Это в лучшем случае иллюзии. Никакого госкапитализма, приемлемого для нашей жизни, построить с приватизаторами нельзя. Дело в том, каково государство и какова «буржуазия». Одно дело – советское государство 1918 года, которое предлагало буржуазии мягкий вариант госкапитализма (да и то не вышло). Совсем иное дело – президентская республика Ельцина, Лужкова и т.д. Какая, в принципе, разница – высасывает ли Бревнов последние соки из хозяйства как капиталист или как государственный чиновник, назначив себе умопомрачительное жалованье и гоняя самолет с тещей в Нью-Йорк. Центробанк – государственное учреждение, но при Дубинине выплаты верхушке аппарата ЦБ составляли фантастическую сумму, сравнимую с доходами всей российской промышленности. Если обещания привести Россию к цивилизованному госкапитализму исходят от Киселева или Сванидзе, люди, скорее, всего, не поверят. Если же это подтверждают в «Советской России» авторитетные коммунисты, то можно провести еще целый виток одурачивания.

Тезис о том, что из советского общества «контрреволюционеры» за несколько лет смогли создать капитализм свободного рынка, я считаю очень важным и еще по одной причине. Советский строй как продолжение, в новых формах, российского жизнеустройства, и западный капитализм (особенно в его чистой форме свободного рынка) находятся на разных ветвях цивилизации. Различия между ними фундаментальны. Они не только в разных представлениях о собственности, деньгах, хозяйстве, государстве, но и в антропологии – представлении о человеке и его теле, его правах и обязанностях. Более того, даже в представлении о пространстве и времени!

* * * * * * *

> [ЦЕЛЬ ЗАДАНИЯ A] Преобразуйте строки записей, начиная с самой первой и заканчивая строкой с "<point>143,211</point>", в JSON-список строк: по одной строке списка на каждую строку записей, пустые строки опустите. Изображения в ответ не включайте.
Текст и записи взяты из разных источников.

* * * * * * *

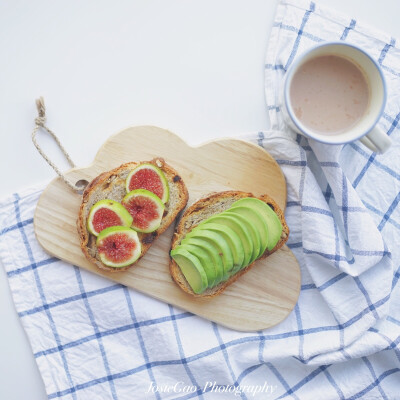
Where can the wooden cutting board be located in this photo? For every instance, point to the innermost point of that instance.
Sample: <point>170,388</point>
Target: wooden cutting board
<point>261,298</point>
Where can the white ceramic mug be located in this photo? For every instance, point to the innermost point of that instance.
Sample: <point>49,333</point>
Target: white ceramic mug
<point>366,129</point>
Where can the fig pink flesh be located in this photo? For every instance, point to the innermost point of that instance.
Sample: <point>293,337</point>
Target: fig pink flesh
<point>104,218</point>
<point>147,179</point>
<point>117,247</point>
<point>143,211</point>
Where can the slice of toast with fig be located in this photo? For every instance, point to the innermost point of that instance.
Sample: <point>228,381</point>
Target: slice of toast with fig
<point>124,210</point>
<point>221,237</point>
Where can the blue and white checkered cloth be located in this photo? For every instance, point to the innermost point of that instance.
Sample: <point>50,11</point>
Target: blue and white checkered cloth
<point>93,339</point>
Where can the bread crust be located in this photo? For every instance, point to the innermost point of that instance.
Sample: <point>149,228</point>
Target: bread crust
<point>199,211</point>
<point>104,186</point>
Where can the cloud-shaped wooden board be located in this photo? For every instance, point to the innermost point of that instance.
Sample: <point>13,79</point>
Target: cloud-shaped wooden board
<point>261,298</point>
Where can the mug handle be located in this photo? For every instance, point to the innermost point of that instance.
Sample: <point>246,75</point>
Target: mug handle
<point>376,140</point>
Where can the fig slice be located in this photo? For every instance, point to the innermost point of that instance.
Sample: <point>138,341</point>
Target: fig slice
<point>148,176</point>
<point>145,208</point>
<point>106,213</point>
<point>118,246</point>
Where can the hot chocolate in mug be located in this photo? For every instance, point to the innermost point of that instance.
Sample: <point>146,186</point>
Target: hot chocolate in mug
<point>336,93</point>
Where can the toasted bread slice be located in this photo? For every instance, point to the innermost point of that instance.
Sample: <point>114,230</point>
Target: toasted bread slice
<point>111,185</point>
<point>205,208</point>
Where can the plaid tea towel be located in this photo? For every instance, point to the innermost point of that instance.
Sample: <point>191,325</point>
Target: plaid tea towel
<point>94,339</point>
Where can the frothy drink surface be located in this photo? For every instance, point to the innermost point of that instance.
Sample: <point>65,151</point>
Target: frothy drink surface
<point>329,94</point>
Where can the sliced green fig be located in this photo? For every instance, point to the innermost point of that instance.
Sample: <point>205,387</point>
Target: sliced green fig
<point>148,176</point>
<point>145,208</point>
<point>106,213</point>
<point>118,246</point>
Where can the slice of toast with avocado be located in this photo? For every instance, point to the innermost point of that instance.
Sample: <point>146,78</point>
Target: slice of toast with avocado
<point>124,210</point>
<point>220,237</point>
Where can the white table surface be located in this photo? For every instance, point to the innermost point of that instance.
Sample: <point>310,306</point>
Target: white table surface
<point>193,67</point>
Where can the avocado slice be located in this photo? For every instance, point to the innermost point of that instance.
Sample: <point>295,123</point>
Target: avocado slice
<point>272,220</point>
<point>231,238</point>
<point>257,220</point>
<point>191,268</point>
<point>253,232</point>
<point>205,260</point>
<point>232,222</point>
<point>213,252</point>
<point>217,240</point>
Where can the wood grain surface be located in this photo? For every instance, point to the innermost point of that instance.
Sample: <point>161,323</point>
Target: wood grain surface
<point>261,298</point>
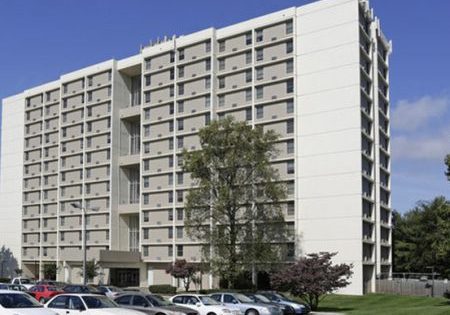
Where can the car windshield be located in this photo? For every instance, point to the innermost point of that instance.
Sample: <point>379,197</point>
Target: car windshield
<point>26,281</point>
<point>16,300</point>
<point>158,301</point>
<point>262,298</point>
<point>99,302</point>
<point>242,298</point>
<point>206,300</point>
<point>115,289</point>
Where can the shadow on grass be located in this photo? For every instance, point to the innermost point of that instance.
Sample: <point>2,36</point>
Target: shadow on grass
<point>335,309</point>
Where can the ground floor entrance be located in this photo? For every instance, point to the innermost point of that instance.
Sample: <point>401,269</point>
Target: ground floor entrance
<point>124,277</point>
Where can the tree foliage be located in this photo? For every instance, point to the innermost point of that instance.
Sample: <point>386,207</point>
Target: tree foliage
<point>50,271</point>
<point>422,238</point>
<point>185,271</point>
<point>235,207</point>
<point>311,277</point>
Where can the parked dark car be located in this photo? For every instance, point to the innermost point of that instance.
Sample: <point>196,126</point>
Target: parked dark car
<point>79,288</point>
<point>151,304</point>
<point>261,299</point>
<point>277,297</point>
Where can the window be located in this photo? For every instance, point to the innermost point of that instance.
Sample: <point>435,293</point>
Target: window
<point>248,95</point>
<point>289,27</point>
<point>259,73</point>
<point>181,54</point>
<point>179,232</point>
<point>221,100</point>
<point>248,38</point>
<point>180,178</point>
<point>179,196</point>
<point>179,250</point>
<point>147,97</point>
<point>290,86</point>
<point>147,130</point>
<point>221,46</point>
<point>290,146</point>
<point>259,112</point>
<point>248,57</point>
<point>290,188</point>
<point>221,83</point>
<point>259,55</point>
<point>290,106</point>
<point>289,66</point>
<point>146,165</point>
<point>290,167</point>
<point>248,114</point>
<point>289,47</point>
<point>180,214</point>
<point>148,64</point>
<point>221,64</point>
<point>248,76</point>
<point>180,124</point>
<point>259,92</point>
<point>259,36</point>
<point>290,126</point>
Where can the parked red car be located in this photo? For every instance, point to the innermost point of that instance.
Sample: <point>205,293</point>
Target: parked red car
<point>43,292</point>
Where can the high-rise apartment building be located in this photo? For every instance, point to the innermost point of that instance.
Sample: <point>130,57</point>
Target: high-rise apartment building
<point>109,138</point>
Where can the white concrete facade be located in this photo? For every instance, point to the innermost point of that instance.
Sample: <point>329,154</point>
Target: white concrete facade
<point>339,69</point>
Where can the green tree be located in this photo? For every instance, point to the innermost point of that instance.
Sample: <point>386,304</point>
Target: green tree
<point>235,208</point>
<point>422,238</point>
<point>50,271</point>
<point>312,277</point>
<point>447,163</point>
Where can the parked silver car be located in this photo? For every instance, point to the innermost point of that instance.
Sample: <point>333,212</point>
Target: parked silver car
<point>151,304</point>
<point>245,304</point>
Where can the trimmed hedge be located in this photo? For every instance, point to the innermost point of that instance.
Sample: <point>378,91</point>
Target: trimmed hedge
<point>162,289</point>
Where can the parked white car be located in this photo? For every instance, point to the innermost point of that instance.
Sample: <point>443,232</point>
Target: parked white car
<point>86,304</point>
<point>203,304</point>
<point>20,303</point>
<point>27,283</point>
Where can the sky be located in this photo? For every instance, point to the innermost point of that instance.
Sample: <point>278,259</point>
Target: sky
<point>40,40</point>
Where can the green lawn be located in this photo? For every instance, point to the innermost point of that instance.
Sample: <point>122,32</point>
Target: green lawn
<point>385,304</point>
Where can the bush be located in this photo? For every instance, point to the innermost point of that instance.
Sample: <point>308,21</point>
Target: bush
<point>162,289</point>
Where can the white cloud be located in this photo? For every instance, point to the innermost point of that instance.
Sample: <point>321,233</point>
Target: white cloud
<point>417,147</point>
<point>412,115</point>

* * * * * * *

> [ЦЕЛЬ ЗАДАНИЯ B] Продолжите текст о различиях советского строя и западного капитализма, начав сразу после его последнего предложения.

> [ОЖИДАЕМЫЙ ОТВЕТ A]
[
  "Where can the wooden cutting board be located in this photo? For every instance, point to the innermost point of that instance.",
  "Sample: <point>170,388</point>",
  "Target: wooden cutting board",
  "<point>261,298</point>",
  "Where can the white ceramic mug be located in this photo? For every instance, point to the innermost point of that instance.",
  "Sample: <point>49,333</point>",
  "Target: white ceramic mug",
  "<point>366,129</point>",
  "Where can the fig pink flesh be located in this photo? For every instance, point to the innermost point of that instance.",
  "Sample: <point>293,337</point>",
  "Target: fig pink flesh",
  "<point>104,218</point>",
  "<point>147,179</point>",
  "<point>117,247</point>",
  "<point>143,211</point>"
]

> [ОЖИДАЕМЫЙ ОТВЕТ B]
Необходимым условием для возникновения «капитализма свободного рынка» была духовная революция – Реформация, появление новой, протестантской этики, вера в деление людей на расу избранных и расу отверженных. Эта революция была для Запада таким потрясением, что взаимоистребление унесло почти половину жизней. Для становления капитализма был необходим этот поворот в духовной сфере, в культуре и образе мыслей не только в среде буржуазии, но и в среде рабочих. Это было, пожалуй, даже важнее.

Такие глубокие различия в культуре, многие из которых даже не осознаются, не могут быть устранены по приказу Ельцина или Чубайса. Значит, утверждение о построении в России, по команде сверху, капитализма западного типа ясно показывает: разговоры о том, что Россия – самобытная цивилизация, велись просто для красного словца. Ради патриотической риторики. А на деле те люди, которые согласны с этим утверждением, мыслят в старых понятиях механического истмата. Им что Россия, что Франция, что Япония. Перераспределил Чубайс бумажки-акции – и в России уже капитализм.

Не надо соблазняться простыми формулами.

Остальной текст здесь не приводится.